Format all of the material below as a two-column CSV with the header text,answer. Each row holds one text and its answer, each in a single quoted field with line breaks replaced by spaces.

-- BEGIN --

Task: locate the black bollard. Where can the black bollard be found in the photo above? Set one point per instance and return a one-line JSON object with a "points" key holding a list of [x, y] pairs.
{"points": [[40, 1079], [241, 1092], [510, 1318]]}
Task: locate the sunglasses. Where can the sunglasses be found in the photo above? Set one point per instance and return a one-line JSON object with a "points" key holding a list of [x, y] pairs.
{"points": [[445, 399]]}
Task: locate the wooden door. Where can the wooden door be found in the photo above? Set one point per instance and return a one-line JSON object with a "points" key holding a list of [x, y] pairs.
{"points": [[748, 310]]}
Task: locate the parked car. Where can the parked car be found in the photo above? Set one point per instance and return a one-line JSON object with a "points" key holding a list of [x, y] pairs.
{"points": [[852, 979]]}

-- END --

• The completed task:
text,answer
"Task: locate the black bollard. Where can the black bollard be found in the photo above? Set one point per instance and return a one-line JSON object with a ""points"" key holding a list of [x, y] pairs.","{""points"": [[40, 1079], [241, 1092], [510, 1318]]}"
"Task: locate the sunglasses. Where can the sunglasses be found in the photo above? Set one point per instance and return a one-line JSON object with a ""points"" key holding a list of [x, y] pairs.","{""points"": [[445, 399]]}"
"Task: locate the wooden door. Where can the wooden door be found in the photo above? Set one point per instance and return a one-line JSON object with a ""points"" key holding a list of [x, y] pairs.","{""points"": [[748, 310]]}"
"Task: locate the parked car. Where can the parked car be found in the photo above? Set one point per instance and return a one-line JSON object with a ""points"" key holding a list of [x, y] pairs.","{""points"": [[852, 979]]}"